Saved entries.
* * * * * * *

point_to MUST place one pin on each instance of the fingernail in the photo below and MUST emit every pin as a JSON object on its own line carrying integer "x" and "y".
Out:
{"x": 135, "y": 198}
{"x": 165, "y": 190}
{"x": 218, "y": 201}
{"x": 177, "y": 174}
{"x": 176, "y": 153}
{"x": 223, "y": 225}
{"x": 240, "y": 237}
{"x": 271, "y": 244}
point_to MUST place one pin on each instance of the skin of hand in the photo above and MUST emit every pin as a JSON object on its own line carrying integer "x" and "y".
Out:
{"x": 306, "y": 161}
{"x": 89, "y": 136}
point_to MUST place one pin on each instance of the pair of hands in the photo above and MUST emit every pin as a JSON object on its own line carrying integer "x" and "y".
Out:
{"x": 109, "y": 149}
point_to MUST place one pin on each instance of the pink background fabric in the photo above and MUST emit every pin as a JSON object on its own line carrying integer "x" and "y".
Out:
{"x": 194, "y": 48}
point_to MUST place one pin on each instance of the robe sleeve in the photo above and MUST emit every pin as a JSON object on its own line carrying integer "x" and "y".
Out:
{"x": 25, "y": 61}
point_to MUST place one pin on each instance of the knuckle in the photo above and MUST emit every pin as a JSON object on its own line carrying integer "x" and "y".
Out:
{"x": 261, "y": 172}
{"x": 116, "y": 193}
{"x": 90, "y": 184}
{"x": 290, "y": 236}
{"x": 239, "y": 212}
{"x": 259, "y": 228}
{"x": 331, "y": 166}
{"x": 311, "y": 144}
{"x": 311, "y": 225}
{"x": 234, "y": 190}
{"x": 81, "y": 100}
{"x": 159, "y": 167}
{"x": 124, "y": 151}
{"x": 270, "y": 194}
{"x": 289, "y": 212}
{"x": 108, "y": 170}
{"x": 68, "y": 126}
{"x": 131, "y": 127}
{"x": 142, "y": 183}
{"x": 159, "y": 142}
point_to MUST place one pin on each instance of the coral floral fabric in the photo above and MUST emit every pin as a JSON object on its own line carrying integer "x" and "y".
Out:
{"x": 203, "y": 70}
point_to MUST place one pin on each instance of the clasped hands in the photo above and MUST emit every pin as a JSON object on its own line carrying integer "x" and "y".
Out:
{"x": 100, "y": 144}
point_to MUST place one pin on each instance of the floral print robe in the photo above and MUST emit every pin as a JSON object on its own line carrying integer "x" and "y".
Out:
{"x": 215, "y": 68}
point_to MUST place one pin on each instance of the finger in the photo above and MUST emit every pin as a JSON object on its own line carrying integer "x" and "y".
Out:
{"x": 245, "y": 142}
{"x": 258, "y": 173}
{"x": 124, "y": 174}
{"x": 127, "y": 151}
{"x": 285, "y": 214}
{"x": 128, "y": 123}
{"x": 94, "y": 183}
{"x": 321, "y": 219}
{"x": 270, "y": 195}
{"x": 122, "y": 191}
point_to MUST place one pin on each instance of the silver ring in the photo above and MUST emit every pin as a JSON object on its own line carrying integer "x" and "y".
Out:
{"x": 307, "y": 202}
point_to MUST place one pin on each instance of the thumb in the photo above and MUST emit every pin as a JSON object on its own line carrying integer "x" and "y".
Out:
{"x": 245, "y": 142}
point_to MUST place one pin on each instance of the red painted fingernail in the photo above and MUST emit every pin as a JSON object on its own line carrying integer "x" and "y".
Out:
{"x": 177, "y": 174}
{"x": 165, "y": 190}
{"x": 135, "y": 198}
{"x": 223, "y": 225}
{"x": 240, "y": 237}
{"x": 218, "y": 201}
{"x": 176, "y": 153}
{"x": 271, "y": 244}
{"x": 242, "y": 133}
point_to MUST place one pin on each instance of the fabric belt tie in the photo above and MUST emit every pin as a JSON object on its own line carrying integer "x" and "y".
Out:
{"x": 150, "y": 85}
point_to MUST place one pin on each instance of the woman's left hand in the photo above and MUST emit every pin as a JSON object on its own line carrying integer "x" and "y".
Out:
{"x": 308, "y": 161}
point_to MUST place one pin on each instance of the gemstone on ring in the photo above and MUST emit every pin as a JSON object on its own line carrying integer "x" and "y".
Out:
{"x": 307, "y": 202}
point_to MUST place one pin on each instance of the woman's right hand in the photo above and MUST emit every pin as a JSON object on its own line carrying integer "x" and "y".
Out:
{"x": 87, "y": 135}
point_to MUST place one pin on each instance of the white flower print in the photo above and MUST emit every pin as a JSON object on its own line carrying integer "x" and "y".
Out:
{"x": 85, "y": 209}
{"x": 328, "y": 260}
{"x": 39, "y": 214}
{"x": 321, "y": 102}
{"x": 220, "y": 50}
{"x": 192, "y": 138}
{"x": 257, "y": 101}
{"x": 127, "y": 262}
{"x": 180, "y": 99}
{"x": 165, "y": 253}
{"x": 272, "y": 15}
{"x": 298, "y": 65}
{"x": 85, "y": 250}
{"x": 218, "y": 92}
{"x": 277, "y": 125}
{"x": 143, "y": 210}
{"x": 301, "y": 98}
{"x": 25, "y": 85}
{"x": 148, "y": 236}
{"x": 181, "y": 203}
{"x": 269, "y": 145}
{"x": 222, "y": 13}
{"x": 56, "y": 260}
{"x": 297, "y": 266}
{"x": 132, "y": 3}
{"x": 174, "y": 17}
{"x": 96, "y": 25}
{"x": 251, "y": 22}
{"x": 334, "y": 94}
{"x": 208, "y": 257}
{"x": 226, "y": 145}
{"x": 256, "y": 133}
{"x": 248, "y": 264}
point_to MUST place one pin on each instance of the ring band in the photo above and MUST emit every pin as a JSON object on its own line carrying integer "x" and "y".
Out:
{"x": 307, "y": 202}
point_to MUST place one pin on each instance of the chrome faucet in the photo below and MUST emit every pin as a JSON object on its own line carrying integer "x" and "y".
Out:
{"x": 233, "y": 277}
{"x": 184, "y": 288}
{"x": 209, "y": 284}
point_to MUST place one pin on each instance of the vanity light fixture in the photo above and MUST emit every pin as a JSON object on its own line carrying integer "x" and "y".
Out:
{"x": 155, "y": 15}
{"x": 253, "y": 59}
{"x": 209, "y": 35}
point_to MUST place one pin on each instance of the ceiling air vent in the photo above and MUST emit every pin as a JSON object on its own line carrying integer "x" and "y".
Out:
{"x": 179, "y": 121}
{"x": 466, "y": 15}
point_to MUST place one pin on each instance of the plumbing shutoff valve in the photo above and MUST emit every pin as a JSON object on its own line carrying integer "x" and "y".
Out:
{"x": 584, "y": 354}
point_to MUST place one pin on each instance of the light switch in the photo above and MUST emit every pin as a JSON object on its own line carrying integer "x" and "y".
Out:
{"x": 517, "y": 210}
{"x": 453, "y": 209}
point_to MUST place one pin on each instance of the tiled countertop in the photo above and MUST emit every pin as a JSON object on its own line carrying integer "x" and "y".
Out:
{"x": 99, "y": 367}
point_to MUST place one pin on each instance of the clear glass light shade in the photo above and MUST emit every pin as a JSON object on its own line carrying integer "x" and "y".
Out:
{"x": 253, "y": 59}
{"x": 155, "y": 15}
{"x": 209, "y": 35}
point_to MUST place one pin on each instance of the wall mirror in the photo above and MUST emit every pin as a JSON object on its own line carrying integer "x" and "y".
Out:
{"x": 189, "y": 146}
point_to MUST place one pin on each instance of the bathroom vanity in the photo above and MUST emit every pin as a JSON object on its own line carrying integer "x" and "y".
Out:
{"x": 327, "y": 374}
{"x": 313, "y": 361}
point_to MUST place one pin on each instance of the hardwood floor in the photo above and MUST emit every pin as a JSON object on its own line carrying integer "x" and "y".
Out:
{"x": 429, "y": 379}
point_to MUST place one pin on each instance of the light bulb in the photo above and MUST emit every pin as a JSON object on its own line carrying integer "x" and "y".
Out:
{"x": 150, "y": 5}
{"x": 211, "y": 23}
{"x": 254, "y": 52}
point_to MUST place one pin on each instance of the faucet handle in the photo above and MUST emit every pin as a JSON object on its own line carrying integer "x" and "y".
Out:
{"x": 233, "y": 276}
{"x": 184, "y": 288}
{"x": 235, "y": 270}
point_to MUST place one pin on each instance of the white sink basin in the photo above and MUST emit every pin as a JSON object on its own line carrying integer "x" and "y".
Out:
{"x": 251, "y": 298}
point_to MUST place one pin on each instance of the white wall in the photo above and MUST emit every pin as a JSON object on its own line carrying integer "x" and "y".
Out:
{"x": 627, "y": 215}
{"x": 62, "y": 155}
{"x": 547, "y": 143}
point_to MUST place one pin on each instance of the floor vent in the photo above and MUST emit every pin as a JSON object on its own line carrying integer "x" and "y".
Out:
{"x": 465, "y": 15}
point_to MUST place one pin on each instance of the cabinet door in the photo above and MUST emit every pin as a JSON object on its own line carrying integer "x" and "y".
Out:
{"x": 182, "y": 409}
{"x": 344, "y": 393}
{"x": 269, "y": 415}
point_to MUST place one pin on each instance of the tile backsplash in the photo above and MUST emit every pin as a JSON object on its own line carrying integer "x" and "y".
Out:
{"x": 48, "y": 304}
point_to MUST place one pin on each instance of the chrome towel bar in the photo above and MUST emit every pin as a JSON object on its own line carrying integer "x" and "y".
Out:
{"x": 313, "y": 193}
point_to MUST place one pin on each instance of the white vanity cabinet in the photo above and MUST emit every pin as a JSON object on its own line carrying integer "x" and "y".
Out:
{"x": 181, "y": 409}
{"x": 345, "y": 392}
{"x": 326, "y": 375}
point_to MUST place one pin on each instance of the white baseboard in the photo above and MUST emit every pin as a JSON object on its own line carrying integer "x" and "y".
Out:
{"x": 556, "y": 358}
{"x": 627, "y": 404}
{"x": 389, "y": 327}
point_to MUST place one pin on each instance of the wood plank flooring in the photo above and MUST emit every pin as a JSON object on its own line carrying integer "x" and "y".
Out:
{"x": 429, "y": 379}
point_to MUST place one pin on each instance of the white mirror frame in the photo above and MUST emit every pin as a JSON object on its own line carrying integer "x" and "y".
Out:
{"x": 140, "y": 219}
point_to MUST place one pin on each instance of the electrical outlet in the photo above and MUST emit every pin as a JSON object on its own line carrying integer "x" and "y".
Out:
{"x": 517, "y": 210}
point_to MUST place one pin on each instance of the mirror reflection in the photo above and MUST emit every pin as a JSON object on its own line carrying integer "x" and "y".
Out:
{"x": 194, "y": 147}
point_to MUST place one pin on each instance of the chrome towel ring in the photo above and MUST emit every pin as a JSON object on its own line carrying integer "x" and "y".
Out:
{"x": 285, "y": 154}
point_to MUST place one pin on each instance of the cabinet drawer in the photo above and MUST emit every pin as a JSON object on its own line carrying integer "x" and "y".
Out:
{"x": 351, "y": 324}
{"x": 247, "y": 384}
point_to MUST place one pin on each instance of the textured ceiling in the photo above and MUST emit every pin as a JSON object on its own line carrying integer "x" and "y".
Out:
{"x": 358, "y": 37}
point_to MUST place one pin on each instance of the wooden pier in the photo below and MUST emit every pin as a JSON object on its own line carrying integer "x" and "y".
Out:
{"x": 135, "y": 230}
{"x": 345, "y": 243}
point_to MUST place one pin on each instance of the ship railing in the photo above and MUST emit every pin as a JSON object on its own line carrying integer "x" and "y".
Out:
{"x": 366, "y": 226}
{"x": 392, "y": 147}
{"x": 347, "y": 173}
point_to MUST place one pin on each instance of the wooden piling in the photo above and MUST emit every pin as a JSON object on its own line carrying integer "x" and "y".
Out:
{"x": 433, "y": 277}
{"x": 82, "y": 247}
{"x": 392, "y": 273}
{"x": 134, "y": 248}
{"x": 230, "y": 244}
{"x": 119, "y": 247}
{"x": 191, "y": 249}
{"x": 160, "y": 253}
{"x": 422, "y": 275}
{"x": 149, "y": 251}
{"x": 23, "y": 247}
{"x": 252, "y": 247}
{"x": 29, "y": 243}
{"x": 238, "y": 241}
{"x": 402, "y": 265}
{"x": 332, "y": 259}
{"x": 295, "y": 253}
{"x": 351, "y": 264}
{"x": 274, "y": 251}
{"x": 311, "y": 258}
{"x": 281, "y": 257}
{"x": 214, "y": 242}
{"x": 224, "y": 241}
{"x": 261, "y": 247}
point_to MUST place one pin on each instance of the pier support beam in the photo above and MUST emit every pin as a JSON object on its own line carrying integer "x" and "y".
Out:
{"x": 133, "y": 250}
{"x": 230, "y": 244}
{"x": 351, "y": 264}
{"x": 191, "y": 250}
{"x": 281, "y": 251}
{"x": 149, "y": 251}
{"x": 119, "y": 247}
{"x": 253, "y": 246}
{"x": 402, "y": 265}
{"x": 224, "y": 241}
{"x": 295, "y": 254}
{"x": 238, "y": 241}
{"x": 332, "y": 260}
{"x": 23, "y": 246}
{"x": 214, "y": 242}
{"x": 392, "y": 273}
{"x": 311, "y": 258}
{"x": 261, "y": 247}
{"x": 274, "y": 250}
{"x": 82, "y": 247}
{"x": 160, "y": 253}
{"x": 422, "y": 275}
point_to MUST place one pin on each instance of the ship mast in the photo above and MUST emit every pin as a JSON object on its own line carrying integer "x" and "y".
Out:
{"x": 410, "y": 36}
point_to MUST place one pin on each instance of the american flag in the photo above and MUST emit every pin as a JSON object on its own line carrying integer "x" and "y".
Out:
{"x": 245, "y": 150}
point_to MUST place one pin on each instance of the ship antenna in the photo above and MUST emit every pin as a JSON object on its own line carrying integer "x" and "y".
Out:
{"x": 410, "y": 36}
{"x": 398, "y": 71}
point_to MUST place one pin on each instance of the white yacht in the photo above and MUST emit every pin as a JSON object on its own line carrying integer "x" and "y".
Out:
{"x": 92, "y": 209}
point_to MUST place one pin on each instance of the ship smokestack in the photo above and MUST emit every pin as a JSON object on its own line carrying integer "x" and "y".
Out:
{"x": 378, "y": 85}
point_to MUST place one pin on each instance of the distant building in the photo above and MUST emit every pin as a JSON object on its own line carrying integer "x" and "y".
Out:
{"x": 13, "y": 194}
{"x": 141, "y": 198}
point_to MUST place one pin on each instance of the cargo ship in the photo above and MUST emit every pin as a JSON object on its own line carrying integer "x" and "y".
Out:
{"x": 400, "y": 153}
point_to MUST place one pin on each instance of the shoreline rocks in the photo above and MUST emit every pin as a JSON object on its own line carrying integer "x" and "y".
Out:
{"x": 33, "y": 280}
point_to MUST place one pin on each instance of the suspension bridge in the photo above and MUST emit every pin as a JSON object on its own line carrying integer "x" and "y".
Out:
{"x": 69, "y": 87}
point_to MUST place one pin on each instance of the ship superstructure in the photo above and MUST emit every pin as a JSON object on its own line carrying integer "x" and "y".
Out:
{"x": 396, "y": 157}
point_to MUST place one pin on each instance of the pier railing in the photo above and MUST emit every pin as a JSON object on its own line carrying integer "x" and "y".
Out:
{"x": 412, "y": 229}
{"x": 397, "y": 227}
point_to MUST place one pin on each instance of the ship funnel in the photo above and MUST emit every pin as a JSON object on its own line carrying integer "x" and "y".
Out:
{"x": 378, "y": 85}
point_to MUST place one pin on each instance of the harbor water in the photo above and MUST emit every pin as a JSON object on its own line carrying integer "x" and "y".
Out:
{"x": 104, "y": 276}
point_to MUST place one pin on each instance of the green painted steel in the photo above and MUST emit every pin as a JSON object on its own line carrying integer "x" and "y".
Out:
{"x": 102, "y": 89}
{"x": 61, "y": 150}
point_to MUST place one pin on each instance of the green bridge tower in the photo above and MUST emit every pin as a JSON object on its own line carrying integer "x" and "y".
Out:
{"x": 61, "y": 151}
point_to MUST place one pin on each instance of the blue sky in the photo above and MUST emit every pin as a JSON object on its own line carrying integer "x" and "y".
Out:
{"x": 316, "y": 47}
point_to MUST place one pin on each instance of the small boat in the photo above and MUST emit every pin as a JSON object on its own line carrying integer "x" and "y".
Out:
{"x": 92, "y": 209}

* * * * * * *

WHAT THE TASK ASKS.
Each line of the data that has the string "ship" should be returned.

SOLVED EXERCISE.
point_to MUST place one pin on each instance of the ship railing in the photo above and MUST emit every pin as a JSON object on its own line carrying integer "x" and "y".
point_to MUST place one pin on each instance of the ship mast in the photo above and MUST emit every pin as a JSON object on its own line carrying integer "x" and "y".
point_to MUST place one pin on each instance of the ship antenna in the photo above and MUST emit every pin as a JSON object on its own line carrying integer "x" and "y".
point_to MUST place one pin on each instance of the ship smokestack in the photo above and MUST emit every pin as a JSON object on its own line carrying integer "x" and "y".
point_to MUST place one pin on each instance of the cargo ship in the photo above and MUST emit every pin as a JSON object on its own line carrying integer "x" and "y".
point_to MUST place one pin on each instance of the ship superstructure in the photo above and MUST emit every pin as a JSON object on its own line carrying integer "x" and "y".
point_to MUST place one pin on each instance of the ship funnel in the photo above and MUST emit every pin as a JSON object on its own line carrying integer "x" and "y".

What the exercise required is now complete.